Set problem »
From the line with "black hockey glove, place" through the final line, please write out the listing exactly, including both of those lines.

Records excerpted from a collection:
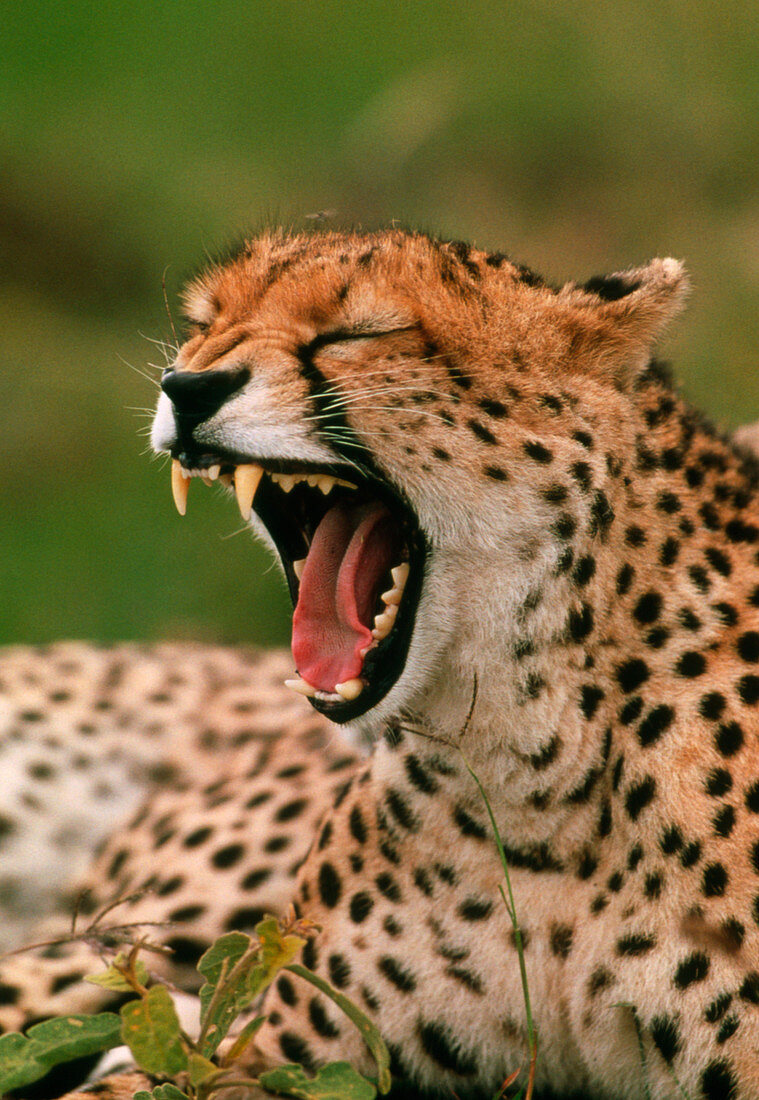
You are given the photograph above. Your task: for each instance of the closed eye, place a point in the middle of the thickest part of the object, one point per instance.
(342, 336)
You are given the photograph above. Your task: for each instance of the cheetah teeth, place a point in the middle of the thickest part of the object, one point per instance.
(384, 622)
(348, 691)
(325, 482)
(245, 480)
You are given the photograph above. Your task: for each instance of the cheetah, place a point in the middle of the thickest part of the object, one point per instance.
(510, 545)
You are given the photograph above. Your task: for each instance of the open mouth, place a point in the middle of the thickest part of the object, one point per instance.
(353, 557)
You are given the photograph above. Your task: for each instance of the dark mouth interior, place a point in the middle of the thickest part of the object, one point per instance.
(353, 558)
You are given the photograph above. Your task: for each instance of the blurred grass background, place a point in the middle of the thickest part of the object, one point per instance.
(135, 138)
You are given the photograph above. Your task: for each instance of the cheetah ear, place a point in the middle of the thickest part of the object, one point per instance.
(615, 320)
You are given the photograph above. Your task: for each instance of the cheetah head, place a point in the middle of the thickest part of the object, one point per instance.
(385, 408)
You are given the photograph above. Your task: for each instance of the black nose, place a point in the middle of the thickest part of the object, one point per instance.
(197, 395)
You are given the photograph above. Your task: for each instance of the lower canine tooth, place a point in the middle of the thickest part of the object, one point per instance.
(179, 486)
(350, 689)
(301, 686)
(246, 479)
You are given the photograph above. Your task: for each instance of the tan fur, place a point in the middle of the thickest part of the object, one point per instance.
(587, 635)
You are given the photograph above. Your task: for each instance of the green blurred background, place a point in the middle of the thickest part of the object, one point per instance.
(136, 138)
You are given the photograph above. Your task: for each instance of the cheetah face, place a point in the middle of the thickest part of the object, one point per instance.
(358, 394)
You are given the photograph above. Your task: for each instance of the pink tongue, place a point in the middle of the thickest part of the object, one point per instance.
(352, 549)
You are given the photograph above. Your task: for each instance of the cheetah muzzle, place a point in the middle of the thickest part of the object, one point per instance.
(353, 557)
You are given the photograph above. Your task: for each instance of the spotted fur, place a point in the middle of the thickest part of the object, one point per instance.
(587, 635)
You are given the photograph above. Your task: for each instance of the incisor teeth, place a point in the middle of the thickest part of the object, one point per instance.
(179, 486)
(246, 480)
(350, 689)
(301, 686)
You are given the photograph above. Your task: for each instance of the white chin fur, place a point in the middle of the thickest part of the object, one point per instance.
(163, 432)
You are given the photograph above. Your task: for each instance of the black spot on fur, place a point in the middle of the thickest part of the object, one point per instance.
(440, 1046)
(468, 825)
(475, 909)
(339, 970)
(691, 664)
(611, 287)
(539, 453)
(655, 724)
(286, 990)
(228, 856)
(717, 1081)
(691, 969)
(397, 974)
(728, 738)
(494, 408)
(321, 1023)
(388, 887)
(631, 673)
(748, 690)
(636, 944)
(590, 697)
(648, 607)
(666, 1035)
(297, 1049)
(561, 939)
(361, 905)
(330, 887)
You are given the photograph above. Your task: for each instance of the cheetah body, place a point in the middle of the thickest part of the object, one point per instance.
(584, 636)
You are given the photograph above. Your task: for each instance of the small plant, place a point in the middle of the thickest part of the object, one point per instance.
(237, 968)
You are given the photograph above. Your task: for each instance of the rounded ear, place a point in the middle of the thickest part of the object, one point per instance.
(614, 321)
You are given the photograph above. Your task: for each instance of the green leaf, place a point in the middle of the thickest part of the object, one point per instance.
(150, 1027)
(369, 1032)
(25, 1058)
(243, 1038)
(199, 1068)
(338, 1080)
(238, 969)
(162, 1092)
(229, 949)
(114, 980)
(18, 1064)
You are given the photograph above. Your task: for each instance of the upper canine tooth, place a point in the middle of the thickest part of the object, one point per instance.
(392, 596)
(350, 689)
(301, 686)
(246, 480)
(399, 574)
(179, 486)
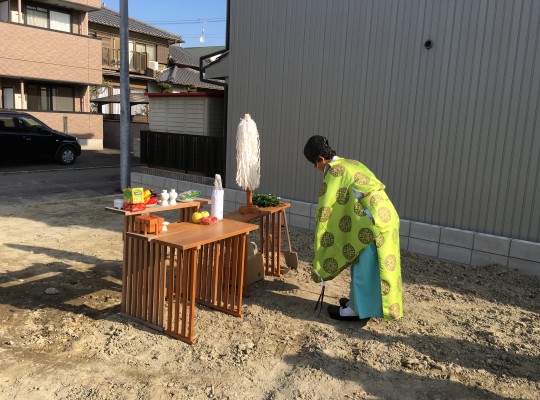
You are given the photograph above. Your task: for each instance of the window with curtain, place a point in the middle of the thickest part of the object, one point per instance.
(37, 16)
(46, 18)
(50, 98)
(60, 21)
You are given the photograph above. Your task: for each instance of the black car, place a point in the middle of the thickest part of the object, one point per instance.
(23, 136)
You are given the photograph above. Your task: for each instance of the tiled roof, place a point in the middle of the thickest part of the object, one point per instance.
(184, 76)
(106, 16)
(202, 51)
(181, 56)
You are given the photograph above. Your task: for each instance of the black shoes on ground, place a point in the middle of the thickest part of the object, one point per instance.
(333, 312)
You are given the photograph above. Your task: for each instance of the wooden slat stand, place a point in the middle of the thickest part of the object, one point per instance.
(164, 276)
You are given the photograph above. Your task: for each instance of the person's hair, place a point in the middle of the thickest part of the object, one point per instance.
(328, 153)
(317, 146)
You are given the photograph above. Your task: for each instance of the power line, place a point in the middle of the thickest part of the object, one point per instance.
(186, 22)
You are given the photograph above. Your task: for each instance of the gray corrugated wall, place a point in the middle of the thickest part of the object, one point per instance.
(453, 131)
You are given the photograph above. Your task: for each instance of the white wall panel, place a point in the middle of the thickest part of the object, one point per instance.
(452, 131)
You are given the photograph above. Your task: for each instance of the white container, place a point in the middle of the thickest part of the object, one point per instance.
(216, 209)
(172, 197)
(164, 196)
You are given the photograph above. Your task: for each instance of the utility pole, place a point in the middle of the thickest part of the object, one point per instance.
(125, 107)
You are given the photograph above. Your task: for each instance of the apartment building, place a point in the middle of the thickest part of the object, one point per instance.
(148, 54)
(48, 63)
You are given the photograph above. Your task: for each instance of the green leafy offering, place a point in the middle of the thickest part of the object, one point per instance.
(265, 200)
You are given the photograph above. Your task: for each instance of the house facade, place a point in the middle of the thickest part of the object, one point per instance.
(438, 98)
(48, 62)
(148, 54)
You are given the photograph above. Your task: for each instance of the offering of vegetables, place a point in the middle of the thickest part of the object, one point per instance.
(265, 200)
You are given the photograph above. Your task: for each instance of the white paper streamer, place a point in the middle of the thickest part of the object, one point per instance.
(248, 170)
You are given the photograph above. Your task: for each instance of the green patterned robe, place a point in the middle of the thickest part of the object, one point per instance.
(344, 229)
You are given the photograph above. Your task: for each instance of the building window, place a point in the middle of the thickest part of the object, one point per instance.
(45, 18)
(50, 98)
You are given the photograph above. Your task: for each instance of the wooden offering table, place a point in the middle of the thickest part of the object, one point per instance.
(186, 211)
(269, 233)
(164, 275)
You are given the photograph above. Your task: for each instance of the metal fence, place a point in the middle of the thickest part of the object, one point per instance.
(183, 152)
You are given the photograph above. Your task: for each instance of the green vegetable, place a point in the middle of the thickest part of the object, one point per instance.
(265, 200)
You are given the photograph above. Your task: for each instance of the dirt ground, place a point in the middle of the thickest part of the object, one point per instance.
(467, 333)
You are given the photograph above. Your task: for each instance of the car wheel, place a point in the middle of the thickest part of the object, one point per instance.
(66, 155)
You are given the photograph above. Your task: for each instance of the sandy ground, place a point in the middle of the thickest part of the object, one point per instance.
(468, 333)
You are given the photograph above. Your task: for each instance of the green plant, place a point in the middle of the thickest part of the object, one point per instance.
(265, 200)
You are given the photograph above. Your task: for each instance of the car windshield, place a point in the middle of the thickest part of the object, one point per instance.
(28, 122)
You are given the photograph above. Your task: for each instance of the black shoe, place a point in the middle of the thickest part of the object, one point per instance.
(333, 312)
(343, 302)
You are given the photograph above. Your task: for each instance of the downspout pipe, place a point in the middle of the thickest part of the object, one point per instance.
(224, 84)
(125, 106)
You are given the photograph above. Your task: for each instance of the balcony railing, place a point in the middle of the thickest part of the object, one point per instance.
(111, 58)
(187, 153)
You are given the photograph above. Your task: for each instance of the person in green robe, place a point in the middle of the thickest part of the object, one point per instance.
(357, 226)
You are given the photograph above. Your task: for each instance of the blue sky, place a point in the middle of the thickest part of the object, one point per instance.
(186, 18)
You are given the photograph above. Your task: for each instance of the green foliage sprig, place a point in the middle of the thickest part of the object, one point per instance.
(265, 200)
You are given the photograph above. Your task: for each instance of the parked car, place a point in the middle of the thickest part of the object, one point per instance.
(23, 136)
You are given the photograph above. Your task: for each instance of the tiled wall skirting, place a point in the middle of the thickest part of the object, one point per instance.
(465, 247)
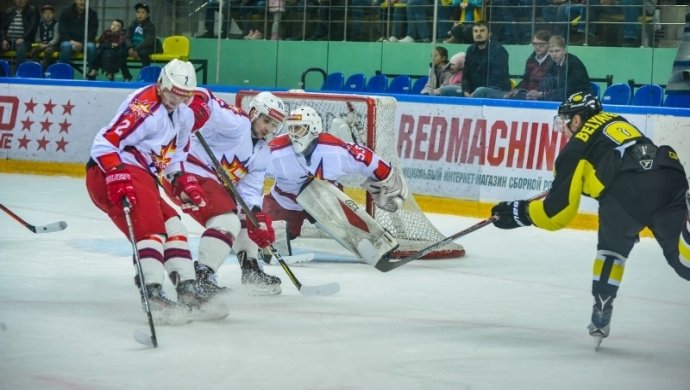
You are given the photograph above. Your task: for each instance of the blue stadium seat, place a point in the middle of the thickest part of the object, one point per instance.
(377, 84)
(355, 83)
(334, 82)
(419, 85)
(31, 69)
(617, 94)
(648, 95)
(60, 70)
(149, 74)
(400, 84)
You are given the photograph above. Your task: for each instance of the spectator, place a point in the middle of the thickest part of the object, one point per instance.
(71, 31)
(470, 11)
(439, 71)
(18, 29)
(566, 76)
(418, 28)
(536, 68)
(453, 85)
(109, 51)
(47, 36)
(141, 40)
(486, 65)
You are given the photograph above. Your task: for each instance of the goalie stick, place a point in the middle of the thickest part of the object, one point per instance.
(49, 228)
(385, 265)
(324, 289)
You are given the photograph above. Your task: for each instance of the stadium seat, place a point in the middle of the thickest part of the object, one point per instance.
(648, 95)
(149, 74)
(60, 70)
(377, 84)
(419, 85)
(30, 69)
(400, 84)
(333, 82)
(175, 46)
(355, 83)
(617, 94)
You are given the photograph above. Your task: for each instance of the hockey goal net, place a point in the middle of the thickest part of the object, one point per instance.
(371, 122)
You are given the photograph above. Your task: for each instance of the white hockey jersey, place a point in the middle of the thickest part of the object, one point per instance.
(143, 133)
(331, 159)
(228, 133)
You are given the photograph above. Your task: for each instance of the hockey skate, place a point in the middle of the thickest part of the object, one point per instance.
(203, 305)
(601, 318)
(163, 310)
(254, 279)
(207, 279)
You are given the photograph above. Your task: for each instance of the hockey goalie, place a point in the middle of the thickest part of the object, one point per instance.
(307, 165)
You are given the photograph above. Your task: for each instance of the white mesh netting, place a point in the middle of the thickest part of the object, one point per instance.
(371, 122)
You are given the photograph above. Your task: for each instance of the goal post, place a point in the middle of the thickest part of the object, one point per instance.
(369, 121)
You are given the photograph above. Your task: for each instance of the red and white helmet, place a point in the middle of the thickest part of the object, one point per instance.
(179, 77)
(304, 126)
(268, 104)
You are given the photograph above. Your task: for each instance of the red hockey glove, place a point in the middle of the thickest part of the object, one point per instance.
(511, 215)
(186, 187)
(263, 235)
(201, 111)
(120, 186)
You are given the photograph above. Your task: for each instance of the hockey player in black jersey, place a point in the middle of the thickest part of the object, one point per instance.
(637, 184)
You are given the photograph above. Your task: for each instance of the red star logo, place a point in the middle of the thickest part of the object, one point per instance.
(61, 144)
(45, 125)
(67, 108)
(30, 105)
(42, 143)
(48, 107)
(23, 142)
(64, 126)
(26, 124)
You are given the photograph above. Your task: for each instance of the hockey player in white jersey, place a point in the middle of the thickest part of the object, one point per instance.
(303, 162)
(238, 141)
(149, 137)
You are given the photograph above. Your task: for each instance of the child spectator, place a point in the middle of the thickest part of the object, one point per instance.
(109, 51)
(47, 37)
(141, 40)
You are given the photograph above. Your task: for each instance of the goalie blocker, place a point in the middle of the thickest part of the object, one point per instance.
(346, 221)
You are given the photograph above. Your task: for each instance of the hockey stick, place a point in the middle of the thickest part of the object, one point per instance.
(49, 228)
(387, 264)
(152, 341)
(324, 289)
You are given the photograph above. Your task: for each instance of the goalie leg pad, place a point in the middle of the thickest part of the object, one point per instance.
(346, 221)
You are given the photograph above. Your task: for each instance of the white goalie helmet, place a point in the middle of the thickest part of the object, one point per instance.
(304, 126)
(179, 77)
(270, 105)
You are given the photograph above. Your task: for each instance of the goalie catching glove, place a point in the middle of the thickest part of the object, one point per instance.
(511, 215)
(388, 193)
(263, 235)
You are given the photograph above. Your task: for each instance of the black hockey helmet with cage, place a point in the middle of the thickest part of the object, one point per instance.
(580, 103)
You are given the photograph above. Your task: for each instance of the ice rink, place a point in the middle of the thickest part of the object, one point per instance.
(512, 314)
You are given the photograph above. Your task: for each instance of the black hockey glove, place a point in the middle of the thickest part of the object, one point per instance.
(511, 214)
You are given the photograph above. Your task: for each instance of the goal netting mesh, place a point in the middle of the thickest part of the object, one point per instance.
(371, 122)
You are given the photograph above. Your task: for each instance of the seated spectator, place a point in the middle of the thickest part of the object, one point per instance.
(439, 71)
(18, 29)
(536, 67)
(566, 76)
(141, 40)
(453, 85)
(71, 31)
(109, 50)
(461, 32)
(486, 66)
(47, 37)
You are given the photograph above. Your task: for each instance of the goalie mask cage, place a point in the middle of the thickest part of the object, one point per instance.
(371, 122)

The reply »
You are given the photograph above. Your task: for each instance of the black hockey glove, place a point in the middle of the thickest part of the object, one point per instance.
(511, 214)
You are given the photograph above. Your task: for each instance of the goal netting mesh, place a point in the middle of the thickest part of the object, one point per instance.
(371, 122)
You are given the photograph above. Your task: for each instance of the seated spectator, place a point in the middle of the thickest part of the object, one point per instance.
(439, 71)
(18, 29)
(536, 67)
(566, 76)
(141, 40)
(453, 85)
(71, 31)
(109, 50)
(461, 32)
(486, 66)
(47, 37)
You are given the photograph above. Your task: for each instance of the goalie mask cage, place a point in the middle of the thickest part of the object, one point per instance.
(371, 122)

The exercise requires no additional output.